#### DATA TO PROCESS
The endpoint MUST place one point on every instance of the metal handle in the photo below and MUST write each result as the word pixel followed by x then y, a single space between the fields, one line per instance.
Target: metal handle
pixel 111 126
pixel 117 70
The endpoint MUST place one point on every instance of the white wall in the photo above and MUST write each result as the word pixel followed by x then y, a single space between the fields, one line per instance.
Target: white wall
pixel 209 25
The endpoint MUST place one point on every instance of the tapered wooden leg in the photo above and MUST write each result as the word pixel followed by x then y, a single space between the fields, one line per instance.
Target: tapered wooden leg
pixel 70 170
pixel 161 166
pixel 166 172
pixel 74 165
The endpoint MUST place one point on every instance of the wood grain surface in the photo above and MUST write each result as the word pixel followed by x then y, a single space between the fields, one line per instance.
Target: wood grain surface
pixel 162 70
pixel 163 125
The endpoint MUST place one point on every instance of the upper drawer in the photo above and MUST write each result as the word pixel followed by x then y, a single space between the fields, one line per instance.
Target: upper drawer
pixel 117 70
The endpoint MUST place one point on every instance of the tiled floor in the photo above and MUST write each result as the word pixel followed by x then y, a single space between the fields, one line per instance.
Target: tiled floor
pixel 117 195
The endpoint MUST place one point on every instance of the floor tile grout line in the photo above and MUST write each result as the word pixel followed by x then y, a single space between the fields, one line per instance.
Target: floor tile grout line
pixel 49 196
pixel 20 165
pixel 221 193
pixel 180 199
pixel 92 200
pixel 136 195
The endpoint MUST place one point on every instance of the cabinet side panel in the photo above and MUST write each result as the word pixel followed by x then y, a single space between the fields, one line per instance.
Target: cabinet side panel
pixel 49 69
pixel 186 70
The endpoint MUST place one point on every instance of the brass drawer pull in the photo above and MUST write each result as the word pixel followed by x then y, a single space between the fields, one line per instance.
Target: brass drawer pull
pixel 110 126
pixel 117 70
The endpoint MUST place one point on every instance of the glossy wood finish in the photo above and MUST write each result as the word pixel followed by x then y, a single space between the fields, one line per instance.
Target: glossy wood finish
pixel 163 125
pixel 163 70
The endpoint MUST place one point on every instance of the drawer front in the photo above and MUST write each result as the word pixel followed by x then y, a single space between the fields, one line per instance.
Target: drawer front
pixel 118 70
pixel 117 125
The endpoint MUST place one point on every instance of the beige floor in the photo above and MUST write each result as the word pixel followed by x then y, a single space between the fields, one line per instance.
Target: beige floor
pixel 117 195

#### GIVEN TASK
Reproduce every entry above word for word, line by line, with nothing changed.

#### TASK SOLUTION
The endpoint MUST place one point on every instance of the metal handle in the photo below and MUST write each result as the word pixel followed by x then y, a single space between the fields, one line per instance.
Target: metal handle
pixel 111 126
pixel 117 70
The endpoint MUST place one point on every instance of the white wall in the photo above and MUST write each result as the word pixel followed by x then y, a single space between the fields, one line per instance.
Target: white wall
pixel 209 25
The endpoint MUST place one point on every instance of the tapered wooden leg in the photo above and MUST write each result as the word pixel followed by x then y, a single space between the fields, one line per instance.
Target: tapered wooden leg
pixel 70 170
pixel 161 166
pixel 166 172
pixel 74 165
The endpoint MUST place one point on every instance of the wood grain surface in the photo above and MUST write each result as the word pixel followed by x then y, a single space between the fields, one line per instance.
Target: wood grain surface
pixel 162 70
pixel 163 125
The endpoint MUST place one point on every instance of the upper drawer in the photo above and MUST write each result as the word pixel followed by x then y, a single space between the fields, one line per instance.
Target: upper drawer
pixel 117 70
The endpoint MUST place one point on every instance of the tiled floor in the photo above and MUST write each result as the word pixel followed by x then y, a single space between the fields, one line per instance.
Target: tiled floor
pixel 117 195
The endpoint MUST place one point on every instance of the floor tile grout line in the photo above and MUST write each result as the word pixel followed by x then y, a single space between the fields, one line per instance.
Target: floor tile grout line
pixel 49 196
pixel 20 165
pixel 221 193
pixel 180 199
pixel 92 200
pixel 136 195
The endpoint MUST place one point on every instance of the cabinet side panel in the photo above and MUST write each result as the word pixel followed by x then y, a single space between the fields, one line per instance.
Target: cabinet side panel
pixel 49 69
pixel 186 70
The endpoint MUST place one point on every instance of the brass drawer pull in the photo above and MUST write each result as the word pixel followed by x then y, a single space between the fields, one line per instance.
Target: brass drawer pull
pixel 110 126
pixel 117 70
The endpoint MUST place one point on every instance of the glossy wood finish in the photo above and MUST write each result as the word pixel followed by x then y, a single space between the fields, one line per instance.
Target: glossy wood finish
pixel 163 125
pixel 163 70
The endpoint MUST place one point on every instance of the drawer front in the photo above and MUST write each result as the word pixel followed by x then y, a single space between the fields, one line per instance.
Target: drawer front
pixel 118 70
pixel 117 125
The endpoint MUST place one point on every instance of the beige floor in the photo above and MUST write each result as the word pixel followed by x then y, a single space between the fields, one line per instance.
Target: beige floor
pixel 117 195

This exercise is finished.